» **YOUR ASSIGNMENT**
Everything from the line holding "Reviewer note: check that every instance of the lionfish" through the last line below must be repeated exactly, and nothing else.

◆ ◆ ◆ ◆ ◆ ◆ ◆

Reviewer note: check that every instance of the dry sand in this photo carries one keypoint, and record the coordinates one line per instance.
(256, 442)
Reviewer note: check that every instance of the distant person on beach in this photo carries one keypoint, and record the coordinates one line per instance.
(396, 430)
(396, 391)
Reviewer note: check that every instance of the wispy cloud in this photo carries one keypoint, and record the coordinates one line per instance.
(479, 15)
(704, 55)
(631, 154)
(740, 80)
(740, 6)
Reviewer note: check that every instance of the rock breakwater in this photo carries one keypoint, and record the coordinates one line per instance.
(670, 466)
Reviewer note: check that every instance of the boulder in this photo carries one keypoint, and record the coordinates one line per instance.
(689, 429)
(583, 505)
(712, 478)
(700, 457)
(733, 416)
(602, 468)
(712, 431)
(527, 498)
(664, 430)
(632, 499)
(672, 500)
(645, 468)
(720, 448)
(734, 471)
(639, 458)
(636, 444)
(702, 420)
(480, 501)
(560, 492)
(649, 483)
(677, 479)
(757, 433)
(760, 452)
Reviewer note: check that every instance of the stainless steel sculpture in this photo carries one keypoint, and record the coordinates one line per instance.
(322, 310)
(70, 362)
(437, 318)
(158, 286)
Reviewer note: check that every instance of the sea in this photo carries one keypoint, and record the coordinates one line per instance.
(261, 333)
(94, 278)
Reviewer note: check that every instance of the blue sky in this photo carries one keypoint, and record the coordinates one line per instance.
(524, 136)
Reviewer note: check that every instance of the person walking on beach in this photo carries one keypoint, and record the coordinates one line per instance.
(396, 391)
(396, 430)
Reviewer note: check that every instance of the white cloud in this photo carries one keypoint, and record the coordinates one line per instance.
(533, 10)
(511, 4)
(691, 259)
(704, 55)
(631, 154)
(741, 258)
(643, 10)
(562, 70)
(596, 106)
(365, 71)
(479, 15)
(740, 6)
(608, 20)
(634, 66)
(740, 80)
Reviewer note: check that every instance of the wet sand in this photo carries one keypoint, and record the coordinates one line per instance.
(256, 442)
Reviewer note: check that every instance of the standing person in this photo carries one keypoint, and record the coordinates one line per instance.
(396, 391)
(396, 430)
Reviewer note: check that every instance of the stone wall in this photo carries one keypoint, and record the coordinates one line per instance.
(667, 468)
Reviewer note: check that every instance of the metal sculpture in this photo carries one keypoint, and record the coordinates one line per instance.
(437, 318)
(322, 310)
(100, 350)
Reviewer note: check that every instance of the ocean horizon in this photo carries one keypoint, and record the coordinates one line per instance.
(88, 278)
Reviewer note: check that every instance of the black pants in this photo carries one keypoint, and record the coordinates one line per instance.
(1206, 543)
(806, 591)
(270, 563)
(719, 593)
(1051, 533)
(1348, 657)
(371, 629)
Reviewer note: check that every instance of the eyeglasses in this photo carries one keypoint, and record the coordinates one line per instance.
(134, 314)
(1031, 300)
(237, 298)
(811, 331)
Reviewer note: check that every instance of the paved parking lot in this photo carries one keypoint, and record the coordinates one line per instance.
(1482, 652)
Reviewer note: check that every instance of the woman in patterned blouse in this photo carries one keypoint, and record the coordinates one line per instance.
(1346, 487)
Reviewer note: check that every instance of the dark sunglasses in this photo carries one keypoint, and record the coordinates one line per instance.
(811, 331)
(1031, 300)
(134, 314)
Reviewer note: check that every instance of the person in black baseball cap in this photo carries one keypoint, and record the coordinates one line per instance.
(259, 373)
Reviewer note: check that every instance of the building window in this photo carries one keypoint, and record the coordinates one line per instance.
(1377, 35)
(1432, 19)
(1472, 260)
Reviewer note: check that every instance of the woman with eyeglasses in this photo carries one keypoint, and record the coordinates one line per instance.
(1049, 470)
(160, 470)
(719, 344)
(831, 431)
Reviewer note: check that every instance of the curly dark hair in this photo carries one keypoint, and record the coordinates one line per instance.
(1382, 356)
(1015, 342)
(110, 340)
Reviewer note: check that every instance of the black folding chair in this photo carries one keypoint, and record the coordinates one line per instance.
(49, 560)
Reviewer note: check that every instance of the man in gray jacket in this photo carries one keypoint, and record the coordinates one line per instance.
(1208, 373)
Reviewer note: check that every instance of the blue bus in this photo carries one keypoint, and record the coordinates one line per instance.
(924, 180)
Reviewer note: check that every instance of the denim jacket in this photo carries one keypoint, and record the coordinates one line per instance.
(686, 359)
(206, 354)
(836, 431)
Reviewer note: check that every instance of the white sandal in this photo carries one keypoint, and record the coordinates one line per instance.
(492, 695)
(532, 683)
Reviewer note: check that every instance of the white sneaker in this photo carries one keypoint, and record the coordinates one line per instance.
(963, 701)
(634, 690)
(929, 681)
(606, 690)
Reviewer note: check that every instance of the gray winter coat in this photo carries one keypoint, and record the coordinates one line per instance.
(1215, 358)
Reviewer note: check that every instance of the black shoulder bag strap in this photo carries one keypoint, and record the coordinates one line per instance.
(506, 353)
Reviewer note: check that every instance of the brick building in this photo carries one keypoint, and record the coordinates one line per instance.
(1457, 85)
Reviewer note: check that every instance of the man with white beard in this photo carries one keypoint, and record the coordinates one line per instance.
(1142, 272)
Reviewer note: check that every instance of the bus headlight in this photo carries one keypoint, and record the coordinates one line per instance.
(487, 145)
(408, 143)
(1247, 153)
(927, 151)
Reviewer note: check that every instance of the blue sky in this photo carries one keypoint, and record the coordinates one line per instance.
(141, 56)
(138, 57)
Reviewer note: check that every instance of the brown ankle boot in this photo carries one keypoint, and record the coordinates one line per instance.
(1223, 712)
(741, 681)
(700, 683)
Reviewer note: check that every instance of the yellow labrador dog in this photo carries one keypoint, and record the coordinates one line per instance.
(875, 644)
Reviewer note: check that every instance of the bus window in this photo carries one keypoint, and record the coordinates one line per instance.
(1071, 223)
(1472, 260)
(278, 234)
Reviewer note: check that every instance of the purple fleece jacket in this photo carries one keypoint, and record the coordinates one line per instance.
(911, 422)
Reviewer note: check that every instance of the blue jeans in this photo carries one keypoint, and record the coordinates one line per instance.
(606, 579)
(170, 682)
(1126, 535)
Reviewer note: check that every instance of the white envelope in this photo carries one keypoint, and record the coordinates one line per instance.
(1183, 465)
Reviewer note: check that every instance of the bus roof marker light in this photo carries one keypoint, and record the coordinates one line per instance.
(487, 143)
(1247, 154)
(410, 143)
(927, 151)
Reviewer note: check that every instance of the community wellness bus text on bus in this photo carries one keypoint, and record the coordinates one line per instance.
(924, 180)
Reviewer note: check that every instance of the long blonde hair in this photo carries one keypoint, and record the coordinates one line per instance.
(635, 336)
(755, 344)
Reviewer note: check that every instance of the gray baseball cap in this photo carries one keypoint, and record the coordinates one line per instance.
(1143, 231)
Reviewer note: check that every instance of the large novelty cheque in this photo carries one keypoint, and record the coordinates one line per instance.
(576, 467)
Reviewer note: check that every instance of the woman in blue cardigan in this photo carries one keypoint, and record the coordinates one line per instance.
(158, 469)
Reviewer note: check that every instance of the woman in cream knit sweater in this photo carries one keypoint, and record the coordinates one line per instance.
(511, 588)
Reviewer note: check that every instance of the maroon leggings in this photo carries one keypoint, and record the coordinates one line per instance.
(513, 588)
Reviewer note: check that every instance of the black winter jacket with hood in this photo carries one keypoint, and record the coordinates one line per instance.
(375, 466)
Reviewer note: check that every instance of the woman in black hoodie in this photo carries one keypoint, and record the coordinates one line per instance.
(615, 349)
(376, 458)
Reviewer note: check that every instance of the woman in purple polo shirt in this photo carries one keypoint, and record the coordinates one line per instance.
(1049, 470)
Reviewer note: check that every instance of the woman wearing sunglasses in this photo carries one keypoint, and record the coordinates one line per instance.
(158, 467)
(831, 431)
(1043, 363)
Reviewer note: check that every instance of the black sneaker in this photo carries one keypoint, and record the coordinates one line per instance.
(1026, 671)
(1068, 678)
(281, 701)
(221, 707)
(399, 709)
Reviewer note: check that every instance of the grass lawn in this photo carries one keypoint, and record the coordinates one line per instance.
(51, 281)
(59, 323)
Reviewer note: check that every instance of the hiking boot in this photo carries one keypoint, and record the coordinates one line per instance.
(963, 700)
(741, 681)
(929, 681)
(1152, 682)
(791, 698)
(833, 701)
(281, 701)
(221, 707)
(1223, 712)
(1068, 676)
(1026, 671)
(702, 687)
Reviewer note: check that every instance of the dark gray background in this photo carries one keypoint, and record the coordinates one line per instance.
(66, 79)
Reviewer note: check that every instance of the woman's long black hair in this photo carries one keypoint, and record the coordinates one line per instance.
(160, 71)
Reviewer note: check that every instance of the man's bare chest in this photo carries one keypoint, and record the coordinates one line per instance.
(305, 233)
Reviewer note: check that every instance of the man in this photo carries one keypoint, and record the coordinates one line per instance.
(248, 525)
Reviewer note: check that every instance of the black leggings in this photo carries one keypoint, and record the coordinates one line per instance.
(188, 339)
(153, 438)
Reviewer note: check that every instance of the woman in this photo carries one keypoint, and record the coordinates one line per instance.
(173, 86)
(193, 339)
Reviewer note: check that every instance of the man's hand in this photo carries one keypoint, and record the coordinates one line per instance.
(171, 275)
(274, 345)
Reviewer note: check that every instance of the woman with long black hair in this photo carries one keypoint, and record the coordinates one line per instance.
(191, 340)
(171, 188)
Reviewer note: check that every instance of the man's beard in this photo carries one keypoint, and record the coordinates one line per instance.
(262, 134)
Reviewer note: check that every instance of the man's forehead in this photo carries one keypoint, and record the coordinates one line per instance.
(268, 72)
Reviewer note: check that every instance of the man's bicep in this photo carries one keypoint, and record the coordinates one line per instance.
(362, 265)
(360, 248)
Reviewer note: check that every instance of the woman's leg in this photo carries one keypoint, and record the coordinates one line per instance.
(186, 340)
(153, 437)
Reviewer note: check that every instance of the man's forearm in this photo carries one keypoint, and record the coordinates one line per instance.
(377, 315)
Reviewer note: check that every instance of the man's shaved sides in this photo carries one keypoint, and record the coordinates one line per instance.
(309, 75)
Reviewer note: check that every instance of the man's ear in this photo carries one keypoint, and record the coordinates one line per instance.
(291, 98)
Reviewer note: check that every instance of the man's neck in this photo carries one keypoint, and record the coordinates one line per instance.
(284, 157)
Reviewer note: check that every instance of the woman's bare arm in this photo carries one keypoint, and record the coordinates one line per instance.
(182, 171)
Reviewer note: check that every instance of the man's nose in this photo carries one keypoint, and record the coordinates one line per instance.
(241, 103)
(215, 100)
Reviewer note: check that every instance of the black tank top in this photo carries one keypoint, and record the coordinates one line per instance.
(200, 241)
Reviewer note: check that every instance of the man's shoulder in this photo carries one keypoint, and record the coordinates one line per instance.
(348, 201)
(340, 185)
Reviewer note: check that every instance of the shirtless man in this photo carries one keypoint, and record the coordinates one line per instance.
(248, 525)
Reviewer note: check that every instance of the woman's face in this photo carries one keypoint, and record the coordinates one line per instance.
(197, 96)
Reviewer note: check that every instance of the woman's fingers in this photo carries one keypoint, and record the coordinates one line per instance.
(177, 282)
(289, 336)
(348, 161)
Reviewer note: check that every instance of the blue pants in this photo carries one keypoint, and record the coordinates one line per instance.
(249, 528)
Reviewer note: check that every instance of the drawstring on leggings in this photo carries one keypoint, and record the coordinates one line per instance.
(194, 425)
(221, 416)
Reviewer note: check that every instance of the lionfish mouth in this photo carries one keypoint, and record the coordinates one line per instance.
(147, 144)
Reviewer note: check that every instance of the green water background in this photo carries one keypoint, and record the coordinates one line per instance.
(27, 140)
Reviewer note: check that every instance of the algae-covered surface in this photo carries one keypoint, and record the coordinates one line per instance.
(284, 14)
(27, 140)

◆ ◆ ◆ ◆ ◆ ◆ ◆

» **SOLVED EXERCISE**
Reviewer note: check that every instance of the lionfish mouth in this photo carries one keypoint, and record the coordinates one line per instance.
(147, 144)
Reviewer note: check that every instance of the green water background in this photo carries one keypoint, and record the coordinates one line per instance.
(27, 140)
Reviewer note: check that every instance of the algae-covered surface in this photo carries one keypoint, and record the coordinates one line per instance.
(284, 14)
(27, 140)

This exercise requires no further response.